___ DOCUMENT TEXT

Rebordosa
- Full name: Rebordosa Atlético Clube
- Founded: 20 May 1966; 59 years ago
- Ground: Estádio Manuel Moreira Rebordosa, Paredes Portugal
- Capacity: 9,000
- Chairman: Joaquim Barbosa
- League: Campeonato de Portugal
- 2021–22: Portuguese District Championships, promoted
| Home colours |

= Rebordosa A.C. =

Portuguese football club

Rebordosa Atlético Clube (abbreviated as Rebordosa AC) is a Portuguese football club based in Rebordosa, Paredes in the district of Porto.

==Background==
Rebordosa AC currently plays in the Campeonato de Portugal which is the fourth tier of Portuguese football. The club was founded in 1966 and they play their home matches at the Monte de Azevido in Rebordosa, Paredes. The stadium is able to accommodate 9,000 spectators.

The club is affiliated to Associação de Futebol do Porto and has competed in the AF Porto Taça. The club has also entered the national cup competition known, as Taça de Portugal on numerous occasions.

______

_WORK INSTRUCTIONS_
(1) Which football association is the club in the Rebordosa article affiliated to?
(2) Locate each line in the entries that contains the string "rider", matching case exactly, and copy those lines.
The Rebordosa article and the entries after it are unrelated material.

___ INFORMATION GIVEN

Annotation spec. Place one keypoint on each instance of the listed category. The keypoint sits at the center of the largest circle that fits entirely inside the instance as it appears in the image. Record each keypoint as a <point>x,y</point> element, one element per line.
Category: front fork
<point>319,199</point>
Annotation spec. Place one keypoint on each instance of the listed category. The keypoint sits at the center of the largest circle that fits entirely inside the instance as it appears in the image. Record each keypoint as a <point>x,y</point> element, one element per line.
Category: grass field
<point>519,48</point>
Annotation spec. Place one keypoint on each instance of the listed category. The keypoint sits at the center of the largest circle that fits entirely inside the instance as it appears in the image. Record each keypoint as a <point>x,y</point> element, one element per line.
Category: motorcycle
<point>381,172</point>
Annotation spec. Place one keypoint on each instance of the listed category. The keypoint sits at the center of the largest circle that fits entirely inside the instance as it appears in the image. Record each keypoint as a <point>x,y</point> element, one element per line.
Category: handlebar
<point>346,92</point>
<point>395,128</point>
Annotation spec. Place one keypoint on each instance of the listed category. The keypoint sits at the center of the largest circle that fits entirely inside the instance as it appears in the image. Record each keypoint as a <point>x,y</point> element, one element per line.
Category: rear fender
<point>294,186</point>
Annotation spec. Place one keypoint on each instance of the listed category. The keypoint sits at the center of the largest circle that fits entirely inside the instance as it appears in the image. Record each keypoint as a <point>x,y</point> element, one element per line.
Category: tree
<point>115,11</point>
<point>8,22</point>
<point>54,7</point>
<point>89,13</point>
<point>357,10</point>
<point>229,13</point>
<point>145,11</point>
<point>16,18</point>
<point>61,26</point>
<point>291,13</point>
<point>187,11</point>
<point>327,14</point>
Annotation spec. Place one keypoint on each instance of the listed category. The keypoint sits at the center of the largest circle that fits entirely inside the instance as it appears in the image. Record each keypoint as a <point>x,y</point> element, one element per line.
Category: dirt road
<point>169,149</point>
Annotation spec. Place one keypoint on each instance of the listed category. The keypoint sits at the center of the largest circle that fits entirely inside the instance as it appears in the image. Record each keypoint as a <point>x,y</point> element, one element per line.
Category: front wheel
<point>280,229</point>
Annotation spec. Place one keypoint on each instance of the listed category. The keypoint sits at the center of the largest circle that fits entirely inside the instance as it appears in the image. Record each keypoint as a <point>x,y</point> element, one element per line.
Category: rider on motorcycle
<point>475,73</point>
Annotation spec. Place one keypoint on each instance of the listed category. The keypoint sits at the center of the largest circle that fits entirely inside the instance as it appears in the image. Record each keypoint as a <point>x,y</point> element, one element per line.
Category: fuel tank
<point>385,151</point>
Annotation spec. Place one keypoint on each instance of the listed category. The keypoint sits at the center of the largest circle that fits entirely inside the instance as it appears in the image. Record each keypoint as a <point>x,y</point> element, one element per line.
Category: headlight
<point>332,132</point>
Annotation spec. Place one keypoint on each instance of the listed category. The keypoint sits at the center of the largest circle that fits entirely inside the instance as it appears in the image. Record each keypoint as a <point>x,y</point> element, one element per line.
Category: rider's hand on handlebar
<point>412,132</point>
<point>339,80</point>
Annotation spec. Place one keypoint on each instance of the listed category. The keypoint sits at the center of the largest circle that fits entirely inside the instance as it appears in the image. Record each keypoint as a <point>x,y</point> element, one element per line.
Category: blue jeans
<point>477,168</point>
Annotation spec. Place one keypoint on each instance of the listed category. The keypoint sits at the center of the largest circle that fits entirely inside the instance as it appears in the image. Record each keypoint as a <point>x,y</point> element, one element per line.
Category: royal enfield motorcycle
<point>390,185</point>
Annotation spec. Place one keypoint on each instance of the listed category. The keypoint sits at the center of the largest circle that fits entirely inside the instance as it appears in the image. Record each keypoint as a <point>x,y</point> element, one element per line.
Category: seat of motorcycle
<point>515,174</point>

______

_WORKED SOLUTIONS_
(1) Associação de Futebol do Porto.

(2)
Category: rider on motorcycle
Category: rider's hand on handlebar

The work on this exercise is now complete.